EXERCISE GOAL
Please take the lines from the one holding "Target: sky" through the one holding "Identify the wispy" in the data below and copy them exactly.

───── EXTRACTED DATA ─────

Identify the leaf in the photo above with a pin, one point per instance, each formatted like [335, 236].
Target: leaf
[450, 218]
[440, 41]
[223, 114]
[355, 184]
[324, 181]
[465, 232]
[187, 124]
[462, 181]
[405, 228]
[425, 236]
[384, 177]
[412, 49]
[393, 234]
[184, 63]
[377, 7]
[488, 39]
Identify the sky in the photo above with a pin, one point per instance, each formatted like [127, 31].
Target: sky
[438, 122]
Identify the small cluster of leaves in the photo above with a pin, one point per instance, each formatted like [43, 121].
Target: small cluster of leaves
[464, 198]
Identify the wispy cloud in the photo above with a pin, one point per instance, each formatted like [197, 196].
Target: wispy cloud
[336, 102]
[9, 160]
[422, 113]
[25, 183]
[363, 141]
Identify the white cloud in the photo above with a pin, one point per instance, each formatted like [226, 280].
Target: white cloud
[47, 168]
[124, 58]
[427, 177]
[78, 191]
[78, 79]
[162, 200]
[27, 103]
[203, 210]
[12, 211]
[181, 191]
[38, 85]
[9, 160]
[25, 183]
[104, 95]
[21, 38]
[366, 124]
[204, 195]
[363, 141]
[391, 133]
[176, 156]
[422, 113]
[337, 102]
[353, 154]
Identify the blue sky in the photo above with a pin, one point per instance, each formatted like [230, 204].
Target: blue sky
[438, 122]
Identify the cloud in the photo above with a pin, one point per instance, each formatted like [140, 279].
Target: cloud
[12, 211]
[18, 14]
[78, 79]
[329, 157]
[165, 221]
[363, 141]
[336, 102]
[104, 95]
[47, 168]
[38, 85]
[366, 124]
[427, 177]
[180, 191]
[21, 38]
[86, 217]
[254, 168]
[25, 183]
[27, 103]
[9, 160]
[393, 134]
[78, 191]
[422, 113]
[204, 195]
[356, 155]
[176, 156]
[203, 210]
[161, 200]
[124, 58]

─────

RESPONSE TO THIS TASK
Target: sky
[438, 122]
Identify the small cluster of leaves in the photo above with a pin, one point per instance, each formatted like [43, 121].
Target: small cluster of leaves
[464, 198]
Identify the wispy cloud in the photo above with a pin, one point per instance, each formatted like [197, 196].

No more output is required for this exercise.